## Task description
Extract the lines that carry the string "motorcycle" from the listing.

## Available data
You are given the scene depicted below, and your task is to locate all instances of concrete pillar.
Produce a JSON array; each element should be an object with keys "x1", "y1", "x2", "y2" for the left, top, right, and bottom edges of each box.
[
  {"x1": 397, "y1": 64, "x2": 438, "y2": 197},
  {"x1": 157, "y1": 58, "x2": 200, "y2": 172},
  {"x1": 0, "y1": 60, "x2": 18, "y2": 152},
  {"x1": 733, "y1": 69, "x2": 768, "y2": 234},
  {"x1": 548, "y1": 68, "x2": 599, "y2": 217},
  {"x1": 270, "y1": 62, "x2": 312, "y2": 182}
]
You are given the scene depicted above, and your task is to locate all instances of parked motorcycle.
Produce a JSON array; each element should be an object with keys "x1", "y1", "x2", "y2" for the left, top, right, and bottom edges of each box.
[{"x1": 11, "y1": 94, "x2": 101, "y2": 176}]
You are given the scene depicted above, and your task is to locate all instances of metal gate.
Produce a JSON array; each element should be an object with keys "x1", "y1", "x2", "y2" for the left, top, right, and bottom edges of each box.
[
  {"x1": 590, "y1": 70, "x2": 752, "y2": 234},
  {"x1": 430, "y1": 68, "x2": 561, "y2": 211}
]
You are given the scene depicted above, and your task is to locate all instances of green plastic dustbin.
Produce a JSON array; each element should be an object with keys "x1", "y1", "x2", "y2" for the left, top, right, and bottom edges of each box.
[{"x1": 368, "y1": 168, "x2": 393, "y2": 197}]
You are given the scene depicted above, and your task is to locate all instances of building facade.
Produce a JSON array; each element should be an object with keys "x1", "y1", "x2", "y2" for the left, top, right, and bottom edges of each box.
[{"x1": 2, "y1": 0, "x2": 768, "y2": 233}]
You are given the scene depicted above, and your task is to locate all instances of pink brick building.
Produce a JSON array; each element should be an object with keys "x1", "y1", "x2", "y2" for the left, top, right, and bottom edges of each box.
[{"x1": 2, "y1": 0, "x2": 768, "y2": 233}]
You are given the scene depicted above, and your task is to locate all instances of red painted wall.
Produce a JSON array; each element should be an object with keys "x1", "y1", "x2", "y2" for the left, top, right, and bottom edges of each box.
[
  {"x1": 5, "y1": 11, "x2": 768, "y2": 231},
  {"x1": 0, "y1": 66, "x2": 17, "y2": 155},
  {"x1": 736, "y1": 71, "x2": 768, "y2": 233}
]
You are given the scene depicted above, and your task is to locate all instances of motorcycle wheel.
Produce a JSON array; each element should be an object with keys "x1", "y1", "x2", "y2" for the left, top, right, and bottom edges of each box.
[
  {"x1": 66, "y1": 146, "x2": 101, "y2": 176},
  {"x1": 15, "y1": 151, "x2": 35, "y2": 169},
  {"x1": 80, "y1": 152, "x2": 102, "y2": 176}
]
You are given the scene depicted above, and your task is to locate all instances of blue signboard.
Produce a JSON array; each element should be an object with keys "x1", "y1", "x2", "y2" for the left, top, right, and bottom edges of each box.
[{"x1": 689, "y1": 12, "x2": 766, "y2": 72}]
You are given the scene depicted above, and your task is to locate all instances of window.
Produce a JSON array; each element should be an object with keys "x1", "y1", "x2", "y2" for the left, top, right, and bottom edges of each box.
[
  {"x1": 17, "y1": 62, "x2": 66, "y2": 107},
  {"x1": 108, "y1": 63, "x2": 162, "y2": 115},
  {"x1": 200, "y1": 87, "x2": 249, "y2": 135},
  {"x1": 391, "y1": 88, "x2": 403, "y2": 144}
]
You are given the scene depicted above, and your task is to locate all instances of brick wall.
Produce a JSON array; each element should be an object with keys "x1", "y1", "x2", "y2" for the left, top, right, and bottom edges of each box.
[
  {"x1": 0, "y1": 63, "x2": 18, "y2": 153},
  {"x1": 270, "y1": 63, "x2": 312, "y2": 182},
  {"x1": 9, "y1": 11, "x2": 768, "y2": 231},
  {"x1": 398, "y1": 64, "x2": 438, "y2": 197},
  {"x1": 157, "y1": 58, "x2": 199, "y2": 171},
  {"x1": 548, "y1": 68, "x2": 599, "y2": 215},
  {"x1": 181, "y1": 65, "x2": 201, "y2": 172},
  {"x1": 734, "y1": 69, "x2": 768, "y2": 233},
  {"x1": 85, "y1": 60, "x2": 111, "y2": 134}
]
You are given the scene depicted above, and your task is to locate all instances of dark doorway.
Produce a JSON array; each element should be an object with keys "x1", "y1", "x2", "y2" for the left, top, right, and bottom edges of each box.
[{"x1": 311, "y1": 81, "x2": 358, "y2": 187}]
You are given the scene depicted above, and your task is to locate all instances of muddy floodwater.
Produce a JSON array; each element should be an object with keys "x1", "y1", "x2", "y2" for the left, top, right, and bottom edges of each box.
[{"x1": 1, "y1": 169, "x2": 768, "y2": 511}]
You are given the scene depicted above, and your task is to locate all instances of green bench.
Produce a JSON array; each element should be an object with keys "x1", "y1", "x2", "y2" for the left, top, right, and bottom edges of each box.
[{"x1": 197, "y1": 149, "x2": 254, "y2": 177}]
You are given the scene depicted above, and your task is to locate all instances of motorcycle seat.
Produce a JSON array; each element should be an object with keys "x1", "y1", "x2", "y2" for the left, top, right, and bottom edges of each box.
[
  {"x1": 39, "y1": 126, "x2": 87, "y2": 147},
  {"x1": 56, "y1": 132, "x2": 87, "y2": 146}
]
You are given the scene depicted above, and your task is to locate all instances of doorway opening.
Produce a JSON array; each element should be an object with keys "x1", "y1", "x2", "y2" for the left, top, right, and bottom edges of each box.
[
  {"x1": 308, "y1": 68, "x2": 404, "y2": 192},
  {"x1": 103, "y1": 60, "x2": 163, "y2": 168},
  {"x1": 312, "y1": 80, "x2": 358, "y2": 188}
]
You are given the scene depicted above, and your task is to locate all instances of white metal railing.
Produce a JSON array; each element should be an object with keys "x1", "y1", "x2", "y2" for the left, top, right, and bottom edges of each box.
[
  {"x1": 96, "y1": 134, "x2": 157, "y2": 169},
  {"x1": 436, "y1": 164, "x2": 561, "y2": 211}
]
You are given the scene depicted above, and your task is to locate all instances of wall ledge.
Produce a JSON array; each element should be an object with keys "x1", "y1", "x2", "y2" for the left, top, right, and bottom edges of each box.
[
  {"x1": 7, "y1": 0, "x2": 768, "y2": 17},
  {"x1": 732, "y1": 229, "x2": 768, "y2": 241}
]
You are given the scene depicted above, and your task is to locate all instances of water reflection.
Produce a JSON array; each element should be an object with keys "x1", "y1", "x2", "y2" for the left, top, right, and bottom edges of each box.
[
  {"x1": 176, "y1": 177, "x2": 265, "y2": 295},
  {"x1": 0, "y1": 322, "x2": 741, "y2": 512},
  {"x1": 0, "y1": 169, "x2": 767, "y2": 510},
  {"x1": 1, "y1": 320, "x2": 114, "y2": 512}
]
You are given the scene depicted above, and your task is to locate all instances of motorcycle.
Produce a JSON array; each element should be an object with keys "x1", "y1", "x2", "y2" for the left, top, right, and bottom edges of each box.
...
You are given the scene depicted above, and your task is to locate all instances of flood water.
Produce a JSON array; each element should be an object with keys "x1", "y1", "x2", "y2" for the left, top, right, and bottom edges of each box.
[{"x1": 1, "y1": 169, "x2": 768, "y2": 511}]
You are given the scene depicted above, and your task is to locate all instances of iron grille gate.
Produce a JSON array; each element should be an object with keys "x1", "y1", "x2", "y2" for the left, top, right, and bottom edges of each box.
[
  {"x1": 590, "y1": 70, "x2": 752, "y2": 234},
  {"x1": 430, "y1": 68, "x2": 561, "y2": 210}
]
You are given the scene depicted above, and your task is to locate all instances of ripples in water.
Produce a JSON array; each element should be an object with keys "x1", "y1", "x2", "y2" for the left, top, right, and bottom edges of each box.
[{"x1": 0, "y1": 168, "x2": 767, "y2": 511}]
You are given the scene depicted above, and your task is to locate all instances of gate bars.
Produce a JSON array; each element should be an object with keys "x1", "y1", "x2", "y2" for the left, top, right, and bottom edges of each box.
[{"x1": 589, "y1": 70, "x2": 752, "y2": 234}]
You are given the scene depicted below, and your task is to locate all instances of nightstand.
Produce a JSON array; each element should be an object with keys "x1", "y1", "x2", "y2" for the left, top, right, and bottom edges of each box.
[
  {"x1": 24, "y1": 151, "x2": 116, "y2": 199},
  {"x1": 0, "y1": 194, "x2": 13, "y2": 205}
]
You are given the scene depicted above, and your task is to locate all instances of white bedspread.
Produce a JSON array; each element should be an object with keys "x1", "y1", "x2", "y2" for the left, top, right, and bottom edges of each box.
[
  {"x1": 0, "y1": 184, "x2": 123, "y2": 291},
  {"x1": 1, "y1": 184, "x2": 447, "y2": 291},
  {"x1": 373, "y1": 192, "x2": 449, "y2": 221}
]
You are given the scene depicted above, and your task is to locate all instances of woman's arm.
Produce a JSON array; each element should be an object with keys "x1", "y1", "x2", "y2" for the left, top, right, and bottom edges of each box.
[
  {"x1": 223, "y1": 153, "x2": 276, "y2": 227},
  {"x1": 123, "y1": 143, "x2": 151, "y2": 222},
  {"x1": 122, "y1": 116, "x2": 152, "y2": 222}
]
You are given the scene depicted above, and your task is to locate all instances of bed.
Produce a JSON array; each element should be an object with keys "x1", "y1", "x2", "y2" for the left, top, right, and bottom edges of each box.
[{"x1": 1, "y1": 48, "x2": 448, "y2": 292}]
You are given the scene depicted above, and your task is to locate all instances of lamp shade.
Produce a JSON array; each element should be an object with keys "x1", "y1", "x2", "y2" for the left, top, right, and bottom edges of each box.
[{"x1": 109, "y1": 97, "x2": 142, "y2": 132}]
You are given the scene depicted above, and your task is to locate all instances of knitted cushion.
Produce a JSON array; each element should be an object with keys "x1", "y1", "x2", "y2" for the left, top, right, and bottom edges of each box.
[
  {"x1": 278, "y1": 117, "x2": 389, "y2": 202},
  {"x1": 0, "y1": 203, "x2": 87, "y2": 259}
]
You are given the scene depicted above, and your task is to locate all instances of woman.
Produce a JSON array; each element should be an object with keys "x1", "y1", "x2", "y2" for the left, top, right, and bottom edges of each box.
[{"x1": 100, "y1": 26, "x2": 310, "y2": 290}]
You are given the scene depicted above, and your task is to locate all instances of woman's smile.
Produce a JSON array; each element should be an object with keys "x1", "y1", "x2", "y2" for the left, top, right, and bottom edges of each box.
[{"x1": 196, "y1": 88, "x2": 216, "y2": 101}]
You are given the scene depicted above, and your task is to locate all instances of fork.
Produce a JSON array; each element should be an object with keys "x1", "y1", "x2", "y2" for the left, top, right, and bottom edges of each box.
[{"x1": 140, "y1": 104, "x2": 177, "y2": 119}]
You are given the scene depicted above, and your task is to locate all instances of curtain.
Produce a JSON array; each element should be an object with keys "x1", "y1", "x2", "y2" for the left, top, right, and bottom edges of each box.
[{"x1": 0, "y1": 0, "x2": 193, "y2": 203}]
==
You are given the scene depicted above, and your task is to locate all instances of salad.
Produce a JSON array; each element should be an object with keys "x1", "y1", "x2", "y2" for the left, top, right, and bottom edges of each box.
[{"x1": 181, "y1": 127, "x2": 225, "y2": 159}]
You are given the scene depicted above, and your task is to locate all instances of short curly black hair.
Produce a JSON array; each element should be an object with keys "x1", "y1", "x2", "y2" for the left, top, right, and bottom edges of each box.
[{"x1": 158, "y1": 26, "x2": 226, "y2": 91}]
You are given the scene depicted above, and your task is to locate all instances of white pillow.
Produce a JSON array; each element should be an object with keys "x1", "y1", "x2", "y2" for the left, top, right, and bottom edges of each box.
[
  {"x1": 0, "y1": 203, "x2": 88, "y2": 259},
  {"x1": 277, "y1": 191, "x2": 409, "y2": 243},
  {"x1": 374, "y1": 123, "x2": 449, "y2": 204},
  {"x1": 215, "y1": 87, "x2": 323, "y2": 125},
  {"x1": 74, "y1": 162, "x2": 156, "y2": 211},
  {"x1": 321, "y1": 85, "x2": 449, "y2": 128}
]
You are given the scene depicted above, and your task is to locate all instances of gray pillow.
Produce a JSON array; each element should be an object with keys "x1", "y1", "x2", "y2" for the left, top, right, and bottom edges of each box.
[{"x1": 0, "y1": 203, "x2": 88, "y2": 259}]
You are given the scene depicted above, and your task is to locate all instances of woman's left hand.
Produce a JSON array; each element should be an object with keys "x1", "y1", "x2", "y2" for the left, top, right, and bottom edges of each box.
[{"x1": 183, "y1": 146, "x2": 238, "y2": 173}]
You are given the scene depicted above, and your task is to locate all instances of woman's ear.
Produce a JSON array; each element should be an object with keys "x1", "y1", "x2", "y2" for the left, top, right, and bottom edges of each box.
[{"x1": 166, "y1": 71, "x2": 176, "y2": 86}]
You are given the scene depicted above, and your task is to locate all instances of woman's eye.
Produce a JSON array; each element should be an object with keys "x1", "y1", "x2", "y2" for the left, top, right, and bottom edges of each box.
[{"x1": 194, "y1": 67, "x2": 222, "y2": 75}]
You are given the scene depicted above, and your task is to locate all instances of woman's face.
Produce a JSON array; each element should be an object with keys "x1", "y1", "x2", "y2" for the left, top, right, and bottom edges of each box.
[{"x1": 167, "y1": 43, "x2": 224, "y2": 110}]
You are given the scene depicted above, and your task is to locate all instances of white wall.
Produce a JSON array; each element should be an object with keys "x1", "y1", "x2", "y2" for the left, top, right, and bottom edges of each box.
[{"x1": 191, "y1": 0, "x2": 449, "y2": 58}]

## Reply
You are given the scene depicted above, and your task is to locate all instances of parked motorcycle.
You are given the scene depicted above, and your task is to locate all instances of motorcycle wheel.
You are given the scene depicted above, and your task is to locate all instances of motorcycle seat.
You are given the scene depicted above, and your task is to locate all instances of motorcycle.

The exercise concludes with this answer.